■ **The tasks**
1. In the forum thread about owning a 240sx, what date appears next to the name 200sxOwner?
2. Continue the forum thread about owning a 240sx from where it stops.

Damn, this forum went to shit!


----------



## JeffForSale (Jun 12, 2003)

kaptainkrollio said:


> and thats why i have another one.  you don't own a 240sx, so leave.


 you didn't have a 240 for awhile when u crashed it into a dog, oh wait no u didn't u were to pussy to. yet u never left... 

kindof hypocritical if u ask me...


----------



## kaptainkrollio (Jul 29, 2003)

but i was planning on getting one, you have no intentions of getting a 240sx. And I asked questions and posted help info(most of the time). I never see you post anything but shit.


----------



## 200sxOwner (Jul 1, 2004)

so two ppl in here who dont have 240sx?


----------



## drift240sxdragqueen (Oct 23, 2002)

well jeff owns a 240.... in a way. i'll let him tell u guys about it.


----------



## Loki (Jan 12, 2004)

■ **Source material**

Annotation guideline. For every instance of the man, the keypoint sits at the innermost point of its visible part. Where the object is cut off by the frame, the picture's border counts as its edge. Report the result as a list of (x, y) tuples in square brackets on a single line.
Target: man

■ **Responses to the tasks**
1. Jul 1, 2004

2.
Dev/Null said:


> I'm a post whore ...



holy shit your a post slut!!!!!!! damm 9 post!!!!!!! your the G!!! :dumbass:


----------



## Neji (Jun 6, 2004)

93blackSER said:


> that also isnt true ass.


More proof of KA24E pistons in KA24DE morots...

stop making me prove you wrong, ass. I'm not the one trying to start a fight... 

I was stating info and you call me a noob for this...


----------



## 200sxOwner (Jul 1, 2004)

damn blackser of new york, you just got punked. what you gonna do now?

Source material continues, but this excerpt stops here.